Aim of the exercise |
From the line containing "Where can the dog's face" down to the line containing "Where can the small rock" in the records below, reproduce every line exactly, ends included, and omit all others.

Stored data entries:
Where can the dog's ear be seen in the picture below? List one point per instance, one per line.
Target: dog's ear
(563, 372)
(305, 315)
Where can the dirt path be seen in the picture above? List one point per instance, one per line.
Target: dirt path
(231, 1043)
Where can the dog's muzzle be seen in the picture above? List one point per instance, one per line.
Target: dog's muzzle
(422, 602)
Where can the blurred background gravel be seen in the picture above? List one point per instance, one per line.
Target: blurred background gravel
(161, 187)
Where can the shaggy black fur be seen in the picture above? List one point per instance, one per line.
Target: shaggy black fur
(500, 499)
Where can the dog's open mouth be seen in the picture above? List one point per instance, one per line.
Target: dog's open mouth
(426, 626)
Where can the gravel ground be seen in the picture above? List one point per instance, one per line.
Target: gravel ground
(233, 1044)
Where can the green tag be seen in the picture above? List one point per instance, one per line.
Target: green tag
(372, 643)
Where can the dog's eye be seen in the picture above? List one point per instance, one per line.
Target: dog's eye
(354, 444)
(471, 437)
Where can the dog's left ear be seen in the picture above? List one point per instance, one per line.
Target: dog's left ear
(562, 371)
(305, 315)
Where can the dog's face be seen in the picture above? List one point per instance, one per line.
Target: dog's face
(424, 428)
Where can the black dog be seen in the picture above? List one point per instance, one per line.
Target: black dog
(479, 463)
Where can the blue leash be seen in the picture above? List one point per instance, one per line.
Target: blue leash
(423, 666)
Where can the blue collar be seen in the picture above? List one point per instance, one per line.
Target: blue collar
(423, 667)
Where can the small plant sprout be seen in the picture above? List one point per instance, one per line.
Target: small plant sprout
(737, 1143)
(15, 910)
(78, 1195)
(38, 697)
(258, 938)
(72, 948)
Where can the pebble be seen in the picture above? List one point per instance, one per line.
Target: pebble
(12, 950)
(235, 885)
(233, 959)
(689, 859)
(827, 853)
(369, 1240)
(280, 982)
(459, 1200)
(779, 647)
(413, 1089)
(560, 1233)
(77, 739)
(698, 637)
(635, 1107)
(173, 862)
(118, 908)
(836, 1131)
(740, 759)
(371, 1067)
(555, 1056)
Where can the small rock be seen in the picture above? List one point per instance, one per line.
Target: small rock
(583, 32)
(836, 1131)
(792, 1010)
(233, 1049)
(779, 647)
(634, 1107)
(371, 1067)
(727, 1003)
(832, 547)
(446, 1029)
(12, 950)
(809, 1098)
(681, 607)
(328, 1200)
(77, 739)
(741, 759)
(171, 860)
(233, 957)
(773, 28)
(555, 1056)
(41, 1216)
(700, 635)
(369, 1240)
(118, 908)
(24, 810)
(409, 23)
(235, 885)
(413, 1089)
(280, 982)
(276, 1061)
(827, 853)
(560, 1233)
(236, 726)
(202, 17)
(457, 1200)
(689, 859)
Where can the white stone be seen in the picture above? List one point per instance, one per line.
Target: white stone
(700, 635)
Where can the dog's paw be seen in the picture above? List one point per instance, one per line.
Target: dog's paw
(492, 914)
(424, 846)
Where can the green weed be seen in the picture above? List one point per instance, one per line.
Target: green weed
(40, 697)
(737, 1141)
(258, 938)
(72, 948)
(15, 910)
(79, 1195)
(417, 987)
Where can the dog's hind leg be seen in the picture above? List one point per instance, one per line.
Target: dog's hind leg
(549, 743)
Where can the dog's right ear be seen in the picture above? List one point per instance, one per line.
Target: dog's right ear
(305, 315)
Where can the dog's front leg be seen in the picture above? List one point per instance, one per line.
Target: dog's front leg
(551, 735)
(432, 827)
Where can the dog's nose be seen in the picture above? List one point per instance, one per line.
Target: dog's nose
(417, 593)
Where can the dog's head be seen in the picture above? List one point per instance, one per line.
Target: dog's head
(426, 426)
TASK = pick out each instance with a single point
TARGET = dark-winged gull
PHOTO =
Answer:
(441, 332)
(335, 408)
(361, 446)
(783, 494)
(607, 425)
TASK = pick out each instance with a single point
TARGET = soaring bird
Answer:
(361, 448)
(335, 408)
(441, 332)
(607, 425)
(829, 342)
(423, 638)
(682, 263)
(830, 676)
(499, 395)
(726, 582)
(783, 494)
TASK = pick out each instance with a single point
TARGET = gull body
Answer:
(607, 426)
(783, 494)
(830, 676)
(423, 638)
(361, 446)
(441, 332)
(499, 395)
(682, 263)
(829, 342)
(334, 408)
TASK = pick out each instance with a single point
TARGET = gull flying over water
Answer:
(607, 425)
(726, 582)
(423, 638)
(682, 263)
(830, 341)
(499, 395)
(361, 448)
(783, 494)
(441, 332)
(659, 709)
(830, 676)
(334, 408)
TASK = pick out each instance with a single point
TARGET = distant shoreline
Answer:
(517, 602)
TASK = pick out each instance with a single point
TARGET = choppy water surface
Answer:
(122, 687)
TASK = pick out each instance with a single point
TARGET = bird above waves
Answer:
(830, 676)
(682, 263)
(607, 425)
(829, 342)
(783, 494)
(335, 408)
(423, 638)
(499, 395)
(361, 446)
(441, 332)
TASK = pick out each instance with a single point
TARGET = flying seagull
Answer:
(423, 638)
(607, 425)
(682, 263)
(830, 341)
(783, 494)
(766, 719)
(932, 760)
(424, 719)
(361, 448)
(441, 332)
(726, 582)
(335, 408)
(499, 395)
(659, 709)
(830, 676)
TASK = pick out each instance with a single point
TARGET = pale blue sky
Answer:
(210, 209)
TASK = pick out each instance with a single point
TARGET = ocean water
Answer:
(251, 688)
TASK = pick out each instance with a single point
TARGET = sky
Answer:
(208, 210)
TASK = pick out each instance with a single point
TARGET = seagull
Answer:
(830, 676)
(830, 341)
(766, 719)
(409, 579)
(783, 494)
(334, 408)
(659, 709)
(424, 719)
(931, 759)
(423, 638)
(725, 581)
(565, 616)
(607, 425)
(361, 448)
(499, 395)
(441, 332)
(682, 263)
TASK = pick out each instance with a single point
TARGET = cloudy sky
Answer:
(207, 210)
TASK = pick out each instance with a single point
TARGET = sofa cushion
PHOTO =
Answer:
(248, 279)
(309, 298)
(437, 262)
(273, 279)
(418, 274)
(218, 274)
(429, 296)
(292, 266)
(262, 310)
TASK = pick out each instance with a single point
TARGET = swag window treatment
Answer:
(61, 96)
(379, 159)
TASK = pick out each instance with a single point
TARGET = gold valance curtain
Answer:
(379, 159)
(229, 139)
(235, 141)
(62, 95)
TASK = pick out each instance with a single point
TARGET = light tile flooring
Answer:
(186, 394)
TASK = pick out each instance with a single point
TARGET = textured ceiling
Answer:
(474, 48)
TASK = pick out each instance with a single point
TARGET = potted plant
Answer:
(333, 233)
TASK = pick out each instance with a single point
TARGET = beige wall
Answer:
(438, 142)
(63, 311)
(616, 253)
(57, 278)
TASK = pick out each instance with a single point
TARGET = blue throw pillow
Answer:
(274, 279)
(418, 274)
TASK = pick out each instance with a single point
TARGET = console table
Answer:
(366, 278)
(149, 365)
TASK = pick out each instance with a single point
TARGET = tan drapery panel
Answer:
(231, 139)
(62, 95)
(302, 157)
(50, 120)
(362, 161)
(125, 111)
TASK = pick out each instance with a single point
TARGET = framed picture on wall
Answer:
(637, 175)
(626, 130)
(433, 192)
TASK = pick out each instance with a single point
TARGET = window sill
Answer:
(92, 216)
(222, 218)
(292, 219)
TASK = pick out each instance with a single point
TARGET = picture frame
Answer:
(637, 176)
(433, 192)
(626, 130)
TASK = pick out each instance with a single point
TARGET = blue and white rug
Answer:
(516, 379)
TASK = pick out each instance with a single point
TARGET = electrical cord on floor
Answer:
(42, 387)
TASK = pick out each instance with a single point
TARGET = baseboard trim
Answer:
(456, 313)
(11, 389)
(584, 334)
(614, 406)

Finished task |
Where can the dog's face be seen in the picture above? List one point per instance, one per line.
Target: dog's face
(424, 428)
Where can the black dog be seen in the picture above? List one point per instance, one per line.
Target: black dog
(479, 463)
Where can the blue leash be seen in the picture above? List one point per instance, one per line.
Target: blue leash
(423, 666)
Where can the blue collar be seen in the picture above? List one point per instance, one per line.
Target: blue collar
(423, 667)
Where can the small plant sprout be seen in the picture above? List one point per instance, one per line.
Target: small plant sprout
(737, 1143)
(15, 910)
(78, 1195)
(38, 697)
(258, 938)
(72, 948)
Where can the pebble be seen in the picture above? List one point per instance, one per line.
Target: pebble
(12, 950)
(235, 885)
(233, 959)
(689, 859)
(827, 853)
(369, 1240)
(280, 982)
(459, 1200)
(779, 647)
(413, 1089)
(560, 1233)
(77, 739)
(698, 637)
(635, 1107)
(173, 862)
(118, 908)
(836, 1131)
(740, 759)
(371, 1067)
(555, 1056)
Where can the small rock be seen in the picture above? List one point per instance, one per line.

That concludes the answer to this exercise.